▶ [Your goal]
Copy out every record precisely.

════

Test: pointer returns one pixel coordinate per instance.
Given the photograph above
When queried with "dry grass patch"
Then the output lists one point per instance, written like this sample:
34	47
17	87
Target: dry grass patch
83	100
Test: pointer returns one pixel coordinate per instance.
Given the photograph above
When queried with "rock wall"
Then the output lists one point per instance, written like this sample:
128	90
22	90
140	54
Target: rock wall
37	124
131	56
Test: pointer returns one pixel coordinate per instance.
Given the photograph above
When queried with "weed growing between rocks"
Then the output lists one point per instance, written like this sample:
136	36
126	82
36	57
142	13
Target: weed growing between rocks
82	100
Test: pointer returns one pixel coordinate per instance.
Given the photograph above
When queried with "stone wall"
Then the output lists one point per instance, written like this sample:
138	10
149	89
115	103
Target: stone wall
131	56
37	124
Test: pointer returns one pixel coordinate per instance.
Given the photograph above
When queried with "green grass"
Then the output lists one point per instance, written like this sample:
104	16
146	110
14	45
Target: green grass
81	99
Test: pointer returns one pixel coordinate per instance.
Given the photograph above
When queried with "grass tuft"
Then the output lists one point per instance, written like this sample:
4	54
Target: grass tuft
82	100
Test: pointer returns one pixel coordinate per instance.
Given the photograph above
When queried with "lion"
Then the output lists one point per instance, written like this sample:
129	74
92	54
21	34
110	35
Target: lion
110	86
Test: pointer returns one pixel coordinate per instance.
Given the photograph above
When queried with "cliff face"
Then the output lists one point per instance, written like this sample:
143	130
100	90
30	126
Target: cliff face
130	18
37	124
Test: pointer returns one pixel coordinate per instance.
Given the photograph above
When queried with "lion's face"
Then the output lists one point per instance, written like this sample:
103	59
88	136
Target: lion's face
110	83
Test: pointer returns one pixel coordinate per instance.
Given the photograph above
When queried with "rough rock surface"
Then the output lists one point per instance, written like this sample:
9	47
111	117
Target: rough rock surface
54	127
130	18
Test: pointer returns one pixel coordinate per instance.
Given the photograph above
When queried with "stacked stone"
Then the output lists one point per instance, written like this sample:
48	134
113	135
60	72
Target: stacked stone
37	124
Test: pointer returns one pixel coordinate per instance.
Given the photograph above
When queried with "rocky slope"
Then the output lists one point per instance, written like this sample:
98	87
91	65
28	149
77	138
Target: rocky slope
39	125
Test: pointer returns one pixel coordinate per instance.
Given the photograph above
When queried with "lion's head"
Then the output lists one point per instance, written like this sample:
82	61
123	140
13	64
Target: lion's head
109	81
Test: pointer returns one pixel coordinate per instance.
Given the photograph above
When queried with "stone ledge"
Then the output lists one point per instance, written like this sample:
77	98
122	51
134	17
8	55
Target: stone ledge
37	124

════

▶ [Result]
Test: pointer returns one pixel coordinate per instance.
Given the photograph above
When queried with "dry grass patch"
Then the output lists one point per instance, written like this sample:
34	47
17	87
Target: dry grass patch
83	100
Test: pointer returns one pixel coordinate per instance.
Given the photograph above
When queried with "rock wall"
Then the output lists one point per instance, written like this sample:
128	90
22	90
140	54
Target: rock wall
37	124
131	56
Test: pointer returns one pixel coordinate per instance.
Given the photograph above
When queried with "weed growing between rocks"
Then the output lists one point per instance, written like this sample:
136	36
126	82
36	57
142	13
Target: weed growing between rocks
82	100
Test: pointer returns one pixel coordinate per instance.
Given the photograph above
When queried with "stone wall"
Then the output lists one point per instance, written like this sample:
138	10
149	89
115	103
Target: stone wall
131	56
37	124
Test: pointer returns one pixel coordinate per instance.
Given the photograph above
When queried with "green grass"
Then the output lists one point per instance, written like this sample:
104	16
146	110
14	45
Target: green grass
81	99
Test: pointer returns one pixel coordinate per instance.
Given the photograph above
When queried with "grass tuft"
Then the output lists one point per instance, written like this sample:
4	54
Target: grass tuft
82	100
Test: pointer returns one pixel coordinate per instance.
Given the photograph above
When queried with "lion"
Then the output lists one point per instance, written like this sample:
129	74
92	54
21	34
110	35
Target: lion
110	86
Test: pointer returns one pixel coordinate per instance.
Given the photograph above
When queried with "cliff face"
Then the output lists one point per instance, written like this sample:
143	130
100	90
30	126
Target: cliff face
130	18
37	124
Test: pointer returns one pixel coordinate per instance.
Given the photograph above
When queried with "lion's face"
Then the output lists one point per instance, written like this sample:
103	59
88	136
Target: lion's face
110	83
Test: pointer returns one pixel coordinate per instance.
Given the photograph above
When queried with "rough rock surface"
Then the output lists one point per instance, written like this sample:
9	47
111	117
Target: rough rock surface
54	127
130	18
Test: pointer returns one pixel coordinate per instance.
Given the photograph above
When queried with "stacked stone"
Then the output lists one point per instance, written like this sample:
48	134
113	135
60	72
Target: stacked stone
37	124
Test: pointer returns one pixel coordinate per instance.
Given the photograph above
When queried with "rocky slope"
Then the output lists one point per instance, written like this sample:
98	87
91	65
28	149
77	138
Target: rocky slope
39	125
Test: pointer returns one pixel coordinate per instance.
Given the photograph above
When queried with "lion's head"
Then the output lists one point per instance, written like this sample:
82	61
123	140
13	64
Target: lion's head
109	81
Test: pointer returns one pixel coordinate per instance.
Given the photograph above
When queried with "stone ledge"
Then the output lists one point per instance, written like this sample:
77	98
122	51
134	17
8	55
Target: stone ledge
37	124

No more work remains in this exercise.